#### Task goal
Copy the lines below word for word, starting at the line that contains "# Outline the region of every instance of the black" and stopping after the line that contains "POLYGON ((303 290, 302", with both of those lines included.

(Records from an annotation dataset)

+===+

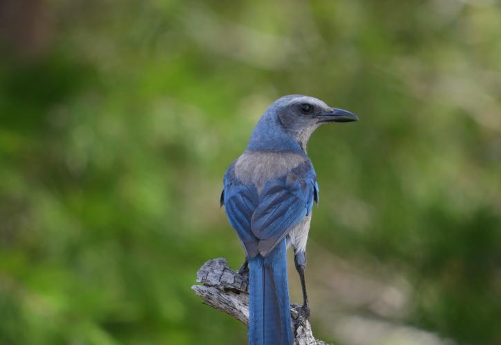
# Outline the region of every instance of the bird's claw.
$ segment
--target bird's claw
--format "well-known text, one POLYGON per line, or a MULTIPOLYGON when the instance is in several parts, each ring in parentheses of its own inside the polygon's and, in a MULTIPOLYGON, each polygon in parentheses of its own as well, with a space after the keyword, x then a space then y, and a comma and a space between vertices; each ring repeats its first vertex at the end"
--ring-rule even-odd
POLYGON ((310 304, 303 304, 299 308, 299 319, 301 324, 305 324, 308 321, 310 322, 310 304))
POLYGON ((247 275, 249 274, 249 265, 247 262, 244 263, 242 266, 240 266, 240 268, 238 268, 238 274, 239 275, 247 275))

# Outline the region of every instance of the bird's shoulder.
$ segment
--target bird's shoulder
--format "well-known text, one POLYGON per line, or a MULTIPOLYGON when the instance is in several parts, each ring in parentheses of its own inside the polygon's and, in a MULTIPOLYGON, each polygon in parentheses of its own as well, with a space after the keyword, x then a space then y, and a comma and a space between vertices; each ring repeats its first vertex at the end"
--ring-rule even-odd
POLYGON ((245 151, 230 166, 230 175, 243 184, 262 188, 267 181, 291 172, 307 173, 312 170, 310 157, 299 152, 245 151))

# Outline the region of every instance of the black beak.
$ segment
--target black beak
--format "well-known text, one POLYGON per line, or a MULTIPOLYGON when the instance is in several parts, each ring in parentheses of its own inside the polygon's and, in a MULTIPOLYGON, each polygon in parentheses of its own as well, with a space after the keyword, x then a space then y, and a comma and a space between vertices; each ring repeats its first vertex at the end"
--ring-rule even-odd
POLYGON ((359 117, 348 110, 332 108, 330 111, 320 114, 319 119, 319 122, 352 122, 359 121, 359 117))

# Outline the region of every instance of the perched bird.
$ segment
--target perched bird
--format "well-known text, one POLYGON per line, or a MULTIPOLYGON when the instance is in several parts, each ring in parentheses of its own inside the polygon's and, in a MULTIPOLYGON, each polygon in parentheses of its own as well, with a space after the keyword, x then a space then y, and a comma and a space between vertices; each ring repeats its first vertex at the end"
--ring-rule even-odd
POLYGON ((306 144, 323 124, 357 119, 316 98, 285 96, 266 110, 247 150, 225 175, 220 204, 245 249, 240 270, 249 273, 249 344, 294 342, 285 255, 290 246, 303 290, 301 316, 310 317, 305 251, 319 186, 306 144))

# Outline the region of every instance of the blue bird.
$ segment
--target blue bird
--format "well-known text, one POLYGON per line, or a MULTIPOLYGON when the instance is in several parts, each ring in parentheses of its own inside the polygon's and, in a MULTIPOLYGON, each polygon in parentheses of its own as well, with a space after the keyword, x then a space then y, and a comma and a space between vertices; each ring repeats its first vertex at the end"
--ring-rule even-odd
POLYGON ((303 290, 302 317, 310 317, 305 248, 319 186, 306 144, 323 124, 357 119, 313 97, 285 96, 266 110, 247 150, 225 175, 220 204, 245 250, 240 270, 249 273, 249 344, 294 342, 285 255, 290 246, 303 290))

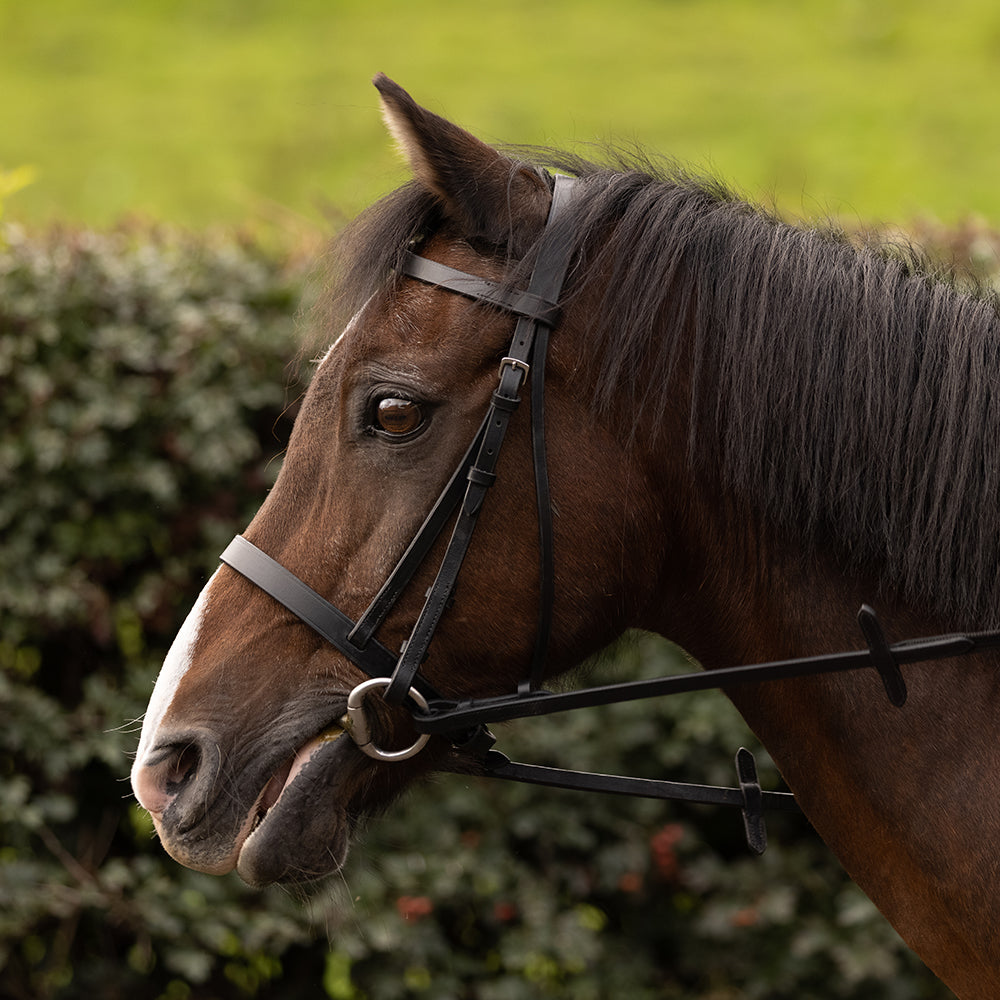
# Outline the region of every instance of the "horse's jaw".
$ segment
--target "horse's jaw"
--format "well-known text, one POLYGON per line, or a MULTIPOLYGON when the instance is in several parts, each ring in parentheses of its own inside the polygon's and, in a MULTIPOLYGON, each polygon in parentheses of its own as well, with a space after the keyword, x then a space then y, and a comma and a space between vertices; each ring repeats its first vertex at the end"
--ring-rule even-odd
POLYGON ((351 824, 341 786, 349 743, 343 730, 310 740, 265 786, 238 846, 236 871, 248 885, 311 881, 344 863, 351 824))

+===+

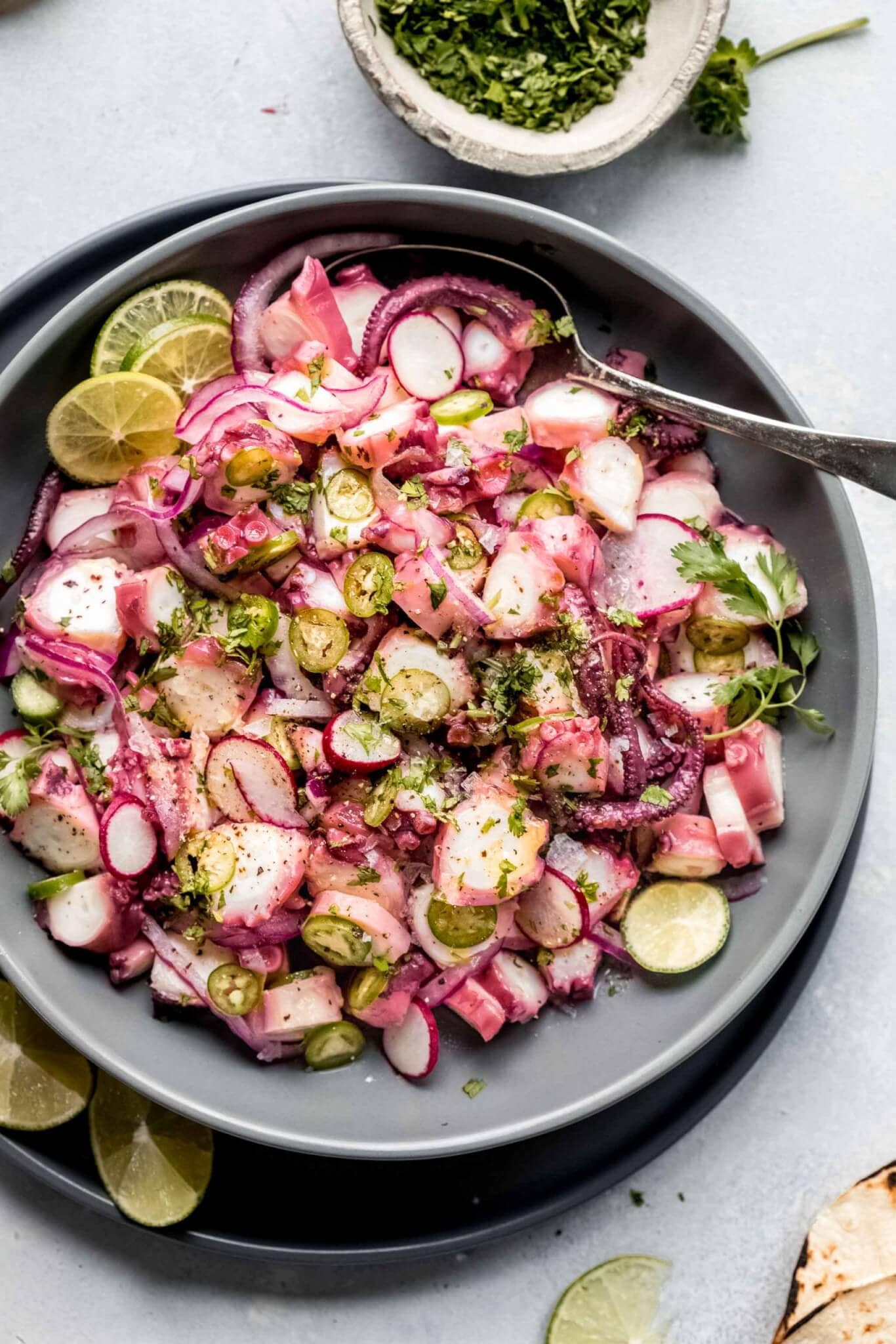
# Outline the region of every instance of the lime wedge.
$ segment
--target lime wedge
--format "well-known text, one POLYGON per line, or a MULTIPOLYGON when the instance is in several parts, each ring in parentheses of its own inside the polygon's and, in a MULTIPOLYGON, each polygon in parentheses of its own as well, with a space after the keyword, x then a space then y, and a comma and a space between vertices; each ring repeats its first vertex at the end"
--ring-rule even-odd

+===+

#### Response to the task
# Outline the region of every instance of the black beak.
$ segment
--target black beak
--format "well-known text, one POLYGON per line, or a MULTIPOLYGON when the instance is in several parts, each ring in parentheses of its own inside the polygon's and, in a MULTIPOLYGON, each polygon in parentheses of its own as well, with a space after the keyword, x then a space then y, and a comma and a space between vertices; each ring repeats its first vertex at the end"
--ring-rule even-odd
POLYGON ((359 117, 348 110, 332 108, 330 111, 320 114, 319 119, 319 122, 352 122, 359 121, 359 117))

# Outline the region of every instance of the perched bird.
$ segment
--target perched bird
--format "well-known text, one POLYGON per line, or a MULTIPOLYGON when the instance is in several parts, each ring in parentheses of its own inside the polygon's and, in a MULTIPOLYGON, each polygon in parentheses of its own as well, with a space after the keyword, x then a space then y, and a comma and a space between vertices; each ring repeats its first vertex at the end"
--ring-rule even-odd
POLYGON ((306 144, 323 124, 357 119, 316 98, 285 96, 266 110, 247 150, 225 175, 220 204, 245 249, 240 270, 249 273, 249 344, 294 342, 285 255, 290 246, 303 290, 301 316, 310 317, 305 251, 319 186, 306 144))

# Outline the region of every instance of the blue bird.
$ segment
--target blue bird
--format "well-known text, one POLYGON per line, or a MULTIPOLYGON when the instance is in several parts, each ring in parentheses of its own inside the polygon's and, in a MULTIPOLYGON, each polygon in parentheses of its own as well, with a space after the keyword, x then a space then y, and a comma and a space between vertices; each ring repeats its first vertex at the end"
--ring-rule even-odd
POLYGON ((303 290, 302 317, 310 317, 305 248, 319 186, 306 144, 323 124, 357 119, 313 97, 285 96, 266 110, 247 150, 225 175, 220 204, 245 250, 240 270, 249 273, 249 344, 294 342, 285 255, 290 246, 303 290))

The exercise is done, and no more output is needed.